Texte présenté:
Père de Mafalda, personnage culte et universel de la bande dessinée, Quino, croqueur d'actualité et prince des aphorismes, est mort à l'âge de 88 ans.
Par
Vincy Thomas
avec afpCréé le
30.09.2020
à 23h19
Quino, le père de Mafalda, cette petite fille espiègle à la grosse tignasse noire qui déteste la soupe, l'injustice et la guerre, décédé à l'âge de 88 ans, combinait un sens aigu de l'absurde et la finesse politique des grands dessinateurs d'actualité. "Je dessine parce que je m'exprime mal", confiait l'Argentin de son vrai nom Joaquin Salvador Lavado, auteur pour l'essentiel de courtes BD et de dessins d'humour quasi muets.
Dans un communiqué, Glénat, son éditeur en France, exprime sa "grande tristesse". "C’est en 1964 qu’il donnait naissance au personnage de Mafalda, petite fille au caractère bien trempé qui incarnera le style « Quino », cet humour à la fois acerbe et subtil, philosophique mais surtout éminemment politique. Ses réflexions font un écho tout particulier à notre époque actuelle" poursuit l'éditeur qui rend hommage à "ce grand maître de la bande dessinée [qui] aura marqué plusieurs générations par son talent et son esprit." Glénat a réédité Mafalda : intégrale en 2018.
Ce fils d'Andalous, né Joaquin Salvador Lavado Tejon au pied des Andes dans la région de Mendoza en Argentine, le 17 juillet 1932, découvre très jeune la puissance du crayon. "A trois ans, je dessinais avec mon oncle. J'ai compris alors que d'un objet si simple pouvaient naître des personnes, des chevaux, des trains, des montagnes... Un crayon est une chose merveilleuse", aimait-il à raconter. A 13 ans, il s'inscrit à l'école des Beaux Arts de Mendoza, mais en 1949, "lassé de dessiner des amphores et des plâtres", il arrête ses études et ne pense plus qu'à une seule chose: devenir illustrateur d'humour. En 1948, il se lance dans la BD muette. Il connait des années de disette jusqu'au "jour le plus heureux de (s)a vie", en 1954, lorsque l'hebdomadaire argentin Esto Es publie sa première page.

Consigne donnée A: D'après l'article sur Quino, en quelle année le personnage de Mafalda est-il né ?
Consigne donnée B: Réécrivez le passage de l'article sur Quino qui commence par les mots contenant « Ce fils d'Andalous, né » et se termine par « sa première page. », en y substituant « pinceau » à « crayon ».

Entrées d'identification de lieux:
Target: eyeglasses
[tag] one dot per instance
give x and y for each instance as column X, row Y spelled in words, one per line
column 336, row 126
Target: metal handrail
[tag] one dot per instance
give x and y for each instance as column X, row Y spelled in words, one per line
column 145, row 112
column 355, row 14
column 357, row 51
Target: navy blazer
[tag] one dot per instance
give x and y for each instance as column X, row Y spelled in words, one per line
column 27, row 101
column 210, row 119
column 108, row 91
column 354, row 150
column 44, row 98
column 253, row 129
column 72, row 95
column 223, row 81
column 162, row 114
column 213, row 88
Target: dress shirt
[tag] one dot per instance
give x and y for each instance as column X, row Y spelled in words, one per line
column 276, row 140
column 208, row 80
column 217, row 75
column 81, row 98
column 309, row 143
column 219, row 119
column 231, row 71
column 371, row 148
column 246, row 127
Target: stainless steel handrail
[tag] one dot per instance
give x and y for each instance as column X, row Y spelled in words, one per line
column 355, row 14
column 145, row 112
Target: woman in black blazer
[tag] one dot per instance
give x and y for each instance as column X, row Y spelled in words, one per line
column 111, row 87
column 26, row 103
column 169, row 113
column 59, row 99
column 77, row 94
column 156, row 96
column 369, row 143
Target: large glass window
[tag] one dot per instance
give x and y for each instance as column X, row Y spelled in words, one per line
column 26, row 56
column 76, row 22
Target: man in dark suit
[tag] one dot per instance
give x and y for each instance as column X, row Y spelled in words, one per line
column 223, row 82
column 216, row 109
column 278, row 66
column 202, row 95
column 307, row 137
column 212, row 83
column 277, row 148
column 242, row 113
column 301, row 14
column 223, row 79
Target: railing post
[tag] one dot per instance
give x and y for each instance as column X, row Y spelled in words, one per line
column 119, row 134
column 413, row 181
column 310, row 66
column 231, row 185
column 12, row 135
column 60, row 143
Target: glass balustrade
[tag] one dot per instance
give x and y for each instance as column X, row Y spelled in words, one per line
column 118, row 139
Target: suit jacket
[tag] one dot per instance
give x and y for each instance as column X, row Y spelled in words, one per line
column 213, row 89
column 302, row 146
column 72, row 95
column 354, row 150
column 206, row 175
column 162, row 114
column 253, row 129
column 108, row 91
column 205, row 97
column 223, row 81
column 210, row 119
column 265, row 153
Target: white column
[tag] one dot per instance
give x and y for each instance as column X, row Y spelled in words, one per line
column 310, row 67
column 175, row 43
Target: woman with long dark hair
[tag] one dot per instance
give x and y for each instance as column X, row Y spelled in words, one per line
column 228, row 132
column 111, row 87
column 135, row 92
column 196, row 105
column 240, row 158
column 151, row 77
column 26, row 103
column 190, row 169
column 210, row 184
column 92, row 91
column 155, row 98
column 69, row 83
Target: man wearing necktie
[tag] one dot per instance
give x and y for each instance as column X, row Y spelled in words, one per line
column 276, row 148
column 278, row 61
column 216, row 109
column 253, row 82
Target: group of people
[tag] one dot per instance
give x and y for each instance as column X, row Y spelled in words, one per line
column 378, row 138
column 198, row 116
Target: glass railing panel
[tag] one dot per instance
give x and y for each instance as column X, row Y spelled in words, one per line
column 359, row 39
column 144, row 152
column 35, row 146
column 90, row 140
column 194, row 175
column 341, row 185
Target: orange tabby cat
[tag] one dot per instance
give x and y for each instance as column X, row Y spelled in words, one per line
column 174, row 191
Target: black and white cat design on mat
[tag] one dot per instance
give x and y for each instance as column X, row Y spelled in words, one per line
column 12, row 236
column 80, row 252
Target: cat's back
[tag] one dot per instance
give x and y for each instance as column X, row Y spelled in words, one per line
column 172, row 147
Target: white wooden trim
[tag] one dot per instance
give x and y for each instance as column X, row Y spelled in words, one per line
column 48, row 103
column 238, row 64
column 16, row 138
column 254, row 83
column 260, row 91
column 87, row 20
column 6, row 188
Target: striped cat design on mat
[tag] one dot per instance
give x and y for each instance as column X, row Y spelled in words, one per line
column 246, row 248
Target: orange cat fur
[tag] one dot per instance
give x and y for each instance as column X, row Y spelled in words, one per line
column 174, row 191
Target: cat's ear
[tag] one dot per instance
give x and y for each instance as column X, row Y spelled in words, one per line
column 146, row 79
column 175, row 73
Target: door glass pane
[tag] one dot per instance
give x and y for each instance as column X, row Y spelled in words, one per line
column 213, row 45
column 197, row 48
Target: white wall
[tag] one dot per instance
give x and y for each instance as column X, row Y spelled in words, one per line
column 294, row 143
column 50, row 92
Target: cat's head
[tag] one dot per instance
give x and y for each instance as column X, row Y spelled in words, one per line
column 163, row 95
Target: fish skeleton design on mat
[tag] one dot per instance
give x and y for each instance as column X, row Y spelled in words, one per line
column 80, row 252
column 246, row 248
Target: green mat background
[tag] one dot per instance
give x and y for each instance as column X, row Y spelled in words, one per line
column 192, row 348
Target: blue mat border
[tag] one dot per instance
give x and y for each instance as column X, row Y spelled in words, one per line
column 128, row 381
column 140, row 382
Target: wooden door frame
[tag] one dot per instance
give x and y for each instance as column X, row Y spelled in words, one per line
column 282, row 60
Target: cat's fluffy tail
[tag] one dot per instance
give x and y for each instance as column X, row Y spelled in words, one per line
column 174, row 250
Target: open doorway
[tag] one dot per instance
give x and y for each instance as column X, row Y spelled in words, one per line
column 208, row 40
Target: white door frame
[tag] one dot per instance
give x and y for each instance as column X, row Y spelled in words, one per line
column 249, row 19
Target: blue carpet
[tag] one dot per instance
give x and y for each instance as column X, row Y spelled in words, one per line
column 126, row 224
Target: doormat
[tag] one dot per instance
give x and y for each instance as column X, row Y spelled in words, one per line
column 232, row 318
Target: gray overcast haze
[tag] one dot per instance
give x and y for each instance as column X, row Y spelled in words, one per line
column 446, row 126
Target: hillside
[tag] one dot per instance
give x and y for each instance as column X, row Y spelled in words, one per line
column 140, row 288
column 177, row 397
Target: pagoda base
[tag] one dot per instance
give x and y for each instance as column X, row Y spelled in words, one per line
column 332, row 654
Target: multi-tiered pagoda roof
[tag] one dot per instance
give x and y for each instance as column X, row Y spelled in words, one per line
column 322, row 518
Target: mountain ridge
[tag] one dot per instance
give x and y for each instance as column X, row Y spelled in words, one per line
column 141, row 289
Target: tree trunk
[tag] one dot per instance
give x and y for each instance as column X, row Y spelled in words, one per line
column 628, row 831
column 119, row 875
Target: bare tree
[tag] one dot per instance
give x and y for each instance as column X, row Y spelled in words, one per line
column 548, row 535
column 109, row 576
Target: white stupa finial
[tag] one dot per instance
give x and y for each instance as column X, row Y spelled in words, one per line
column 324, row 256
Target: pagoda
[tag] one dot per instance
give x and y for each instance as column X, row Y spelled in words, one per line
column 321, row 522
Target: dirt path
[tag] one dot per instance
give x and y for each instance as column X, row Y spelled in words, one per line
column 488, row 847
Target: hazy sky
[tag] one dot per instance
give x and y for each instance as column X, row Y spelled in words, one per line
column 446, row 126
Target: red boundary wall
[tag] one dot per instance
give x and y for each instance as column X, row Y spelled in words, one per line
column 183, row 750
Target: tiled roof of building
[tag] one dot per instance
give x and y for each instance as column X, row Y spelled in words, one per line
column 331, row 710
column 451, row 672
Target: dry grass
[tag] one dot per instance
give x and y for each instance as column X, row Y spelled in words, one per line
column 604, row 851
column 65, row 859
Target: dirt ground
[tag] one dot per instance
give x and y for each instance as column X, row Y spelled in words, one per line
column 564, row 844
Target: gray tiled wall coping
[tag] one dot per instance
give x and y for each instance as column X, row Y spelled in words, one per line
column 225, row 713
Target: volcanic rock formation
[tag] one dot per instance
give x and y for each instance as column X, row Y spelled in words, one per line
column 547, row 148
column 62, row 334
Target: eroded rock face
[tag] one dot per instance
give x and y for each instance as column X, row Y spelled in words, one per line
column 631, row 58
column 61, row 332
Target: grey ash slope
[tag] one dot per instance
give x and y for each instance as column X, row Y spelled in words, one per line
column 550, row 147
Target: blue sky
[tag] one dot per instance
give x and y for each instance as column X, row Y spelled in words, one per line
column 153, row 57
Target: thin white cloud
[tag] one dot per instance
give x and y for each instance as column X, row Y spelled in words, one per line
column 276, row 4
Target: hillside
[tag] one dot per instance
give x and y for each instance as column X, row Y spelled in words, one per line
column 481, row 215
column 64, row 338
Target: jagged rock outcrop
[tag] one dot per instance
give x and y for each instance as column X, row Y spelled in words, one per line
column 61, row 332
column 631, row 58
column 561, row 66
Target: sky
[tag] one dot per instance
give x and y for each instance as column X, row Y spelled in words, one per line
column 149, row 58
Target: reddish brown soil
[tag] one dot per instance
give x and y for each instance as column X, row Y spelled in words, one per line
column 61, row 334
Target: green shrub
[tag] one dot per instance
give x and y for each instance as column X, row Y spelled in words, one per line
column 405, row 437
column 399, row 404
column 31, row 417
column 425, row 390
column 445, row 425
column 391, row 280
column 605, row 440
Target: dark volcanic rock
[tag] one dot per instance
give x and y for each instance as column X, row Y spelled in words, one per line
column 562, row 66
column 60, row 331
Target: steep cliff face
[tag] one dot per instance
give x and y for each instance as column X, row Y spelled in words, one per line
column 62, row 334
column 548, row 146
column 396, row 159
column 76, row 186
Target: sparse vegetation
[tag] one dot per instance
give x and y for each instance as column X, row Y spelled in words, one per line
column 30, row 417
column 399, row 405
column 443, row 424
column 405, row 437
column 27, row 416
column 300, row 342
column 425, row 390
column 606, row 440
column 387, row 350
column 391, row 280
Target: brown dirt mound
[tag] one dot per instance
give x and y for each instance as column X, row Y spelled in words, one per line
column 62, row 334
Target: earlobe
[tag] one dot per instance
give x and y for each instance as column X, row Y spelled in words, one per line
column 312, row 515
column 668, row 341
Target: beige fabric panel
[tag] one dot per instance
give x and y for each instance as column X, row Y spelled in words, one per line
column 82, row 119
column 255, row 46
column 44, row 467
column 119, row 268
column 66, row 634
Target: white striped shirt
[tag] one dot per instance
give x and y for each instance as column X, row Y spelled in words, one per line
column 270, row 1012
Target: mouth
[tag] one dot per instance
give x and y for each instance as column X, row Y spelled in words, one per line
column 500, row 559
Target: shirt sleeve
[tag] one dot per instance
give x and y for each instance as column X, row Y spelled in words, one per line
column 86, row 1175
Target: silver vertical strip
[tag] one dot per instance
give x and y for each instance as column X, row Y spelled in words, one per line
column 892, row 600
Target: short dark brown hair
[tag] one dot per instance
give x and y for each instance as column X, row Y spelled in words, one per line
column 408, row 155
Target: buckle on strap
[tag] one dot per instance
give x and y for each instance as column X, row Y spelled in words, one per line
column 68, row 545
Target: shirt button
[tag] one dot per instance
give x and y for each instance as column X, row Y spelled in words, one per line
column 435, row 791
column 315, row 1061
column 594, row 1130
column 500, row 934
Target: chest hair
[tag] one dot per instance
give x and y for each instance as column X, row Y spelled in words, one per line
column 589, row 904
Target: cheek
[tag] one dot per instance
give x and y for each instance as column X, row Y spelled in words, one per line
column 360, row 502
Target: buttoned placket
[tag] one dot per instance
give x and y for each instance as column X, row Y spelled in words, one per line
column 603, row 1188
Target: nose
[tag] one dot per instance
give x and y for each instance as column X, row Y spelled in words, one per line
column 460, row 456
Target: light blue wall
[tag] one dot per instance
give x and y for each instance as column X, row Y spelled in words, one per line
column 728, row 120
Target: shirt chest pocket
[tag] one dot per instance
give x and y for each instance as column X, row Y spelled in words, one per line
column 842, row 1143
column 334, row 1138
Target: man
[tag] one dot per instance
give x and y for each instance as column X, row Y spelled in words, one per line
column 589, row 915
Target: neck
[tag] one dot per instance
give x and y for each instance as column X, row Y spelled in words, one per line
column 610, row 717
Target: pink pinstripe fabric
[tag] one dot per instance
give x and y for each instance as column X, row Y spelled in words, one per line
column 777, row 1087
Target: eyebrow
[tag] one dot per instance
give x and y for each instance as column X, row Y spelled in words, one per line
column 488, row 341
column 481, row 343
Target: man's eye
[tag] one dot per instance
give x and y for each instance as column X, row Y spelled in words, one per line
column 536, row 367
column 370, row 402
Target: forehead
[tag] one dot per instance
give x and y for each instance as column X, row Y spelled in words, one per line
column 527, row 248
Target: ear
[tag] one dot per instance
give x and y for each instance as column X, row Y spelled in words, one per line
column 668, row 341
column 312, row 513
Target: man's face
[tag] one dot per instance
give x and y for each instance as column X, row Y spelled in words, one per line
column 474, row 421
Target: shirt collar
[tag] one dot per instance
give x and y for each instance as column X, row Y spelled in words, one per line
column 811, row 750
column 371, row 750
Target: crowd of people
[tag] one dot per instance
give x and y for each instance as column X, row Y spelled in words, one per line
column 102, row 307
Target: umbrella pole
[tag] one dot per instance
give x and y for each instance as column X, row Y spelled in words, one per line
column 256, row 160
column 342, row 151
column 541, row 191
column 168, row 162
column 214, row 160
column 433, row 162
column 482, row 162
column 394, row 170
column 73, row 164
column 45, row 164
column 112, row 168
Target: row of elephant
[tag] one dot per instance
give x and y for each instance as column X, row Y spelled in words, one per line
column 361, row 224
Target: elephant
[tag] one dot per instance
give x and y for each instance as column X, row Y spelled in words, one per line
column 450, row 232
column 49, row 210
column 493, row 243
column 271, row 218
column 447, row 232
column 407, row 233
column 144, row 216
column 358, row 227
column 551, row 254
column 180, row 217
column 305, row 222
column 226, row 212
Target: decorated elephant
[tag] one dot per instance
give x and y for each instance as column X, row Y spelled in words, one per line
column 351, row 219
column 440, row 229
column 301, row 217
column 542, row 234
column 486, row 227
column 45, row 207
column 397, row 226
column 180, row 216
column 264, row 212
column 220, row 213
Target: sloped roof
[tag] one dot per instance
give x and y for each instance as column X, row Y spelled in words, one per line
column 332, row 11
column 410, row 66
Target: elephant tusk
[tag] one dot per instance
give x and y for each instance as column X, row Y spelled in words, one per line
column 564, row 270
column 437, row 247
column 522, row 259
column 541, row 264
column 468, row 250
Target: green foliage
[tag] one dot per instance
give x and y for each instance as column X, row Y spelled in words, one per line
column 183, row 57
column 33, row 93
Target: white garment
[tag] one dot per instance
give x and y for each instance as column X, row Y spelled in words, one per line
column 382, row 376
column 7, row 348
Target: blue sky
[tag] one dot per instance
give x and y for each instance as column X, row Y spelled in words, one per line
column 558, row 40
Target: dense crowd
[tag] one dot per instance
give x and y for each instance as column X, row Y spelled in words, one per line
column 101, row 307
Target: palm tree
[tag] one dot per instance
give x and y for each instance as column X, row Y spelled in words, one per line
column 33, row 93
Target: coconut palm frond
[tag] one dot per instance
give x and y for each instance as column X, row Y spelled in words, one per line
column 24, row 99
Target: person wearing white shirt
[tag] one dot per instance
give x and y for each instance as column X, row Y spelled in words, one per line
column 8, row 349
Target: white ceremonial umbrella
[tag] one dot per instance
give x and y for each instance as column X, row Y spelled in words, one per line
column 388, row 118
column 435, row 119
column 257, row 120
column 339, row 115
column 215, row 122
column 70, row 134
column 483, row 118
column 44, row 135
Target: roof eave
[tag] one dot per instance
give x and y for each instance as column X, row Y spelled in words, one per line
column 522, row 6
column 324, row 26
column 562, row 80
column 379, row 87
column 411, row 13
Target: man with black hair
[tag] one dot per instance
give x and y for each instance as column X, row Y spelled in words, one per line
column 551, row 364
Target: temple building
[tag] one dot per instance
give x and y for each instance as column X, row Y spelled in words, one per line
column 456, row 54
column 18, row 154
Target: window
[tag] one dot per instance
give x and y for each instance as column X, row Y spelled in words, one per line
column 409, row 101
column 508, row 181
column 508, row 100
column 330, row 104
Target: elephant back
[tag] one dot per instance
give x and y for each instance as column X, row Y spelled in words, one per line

Solution proposée A: En 1964.

Solution proposée B:
Ce fils d'Andalous, né Joaquin Salvador Lavado Tejon au pied des Andes dans la région de Mendoza en Argentine, le 17 juillet 1932, découvre très jeune la puissance du pinceau. "A trois ans, je dessinais avec mon oncle. J'ai compris alors que d'un objet si simple pouvaient naître des personnes, des chevaux, des trains, des montagnes... Un pinceau est une chose merveilleuse", aimait-il à raconter. A 13 ans, il s'inscrit à l'école des Beaux Arts de Mendoza, mais en 1949, "lassé de dessiner des amphores et des plâtres", il arrête ses études et ne pense plus qu'à une seule chose: devenir illustrateur d'humour. En 1948, il se lance dans la BD muette. Il connait des années de disette jusqu'au "jour le plus heureux de (s)a vie", en 1954, lorsque l'hebdomadaire argentin Esto Es publie sa première page.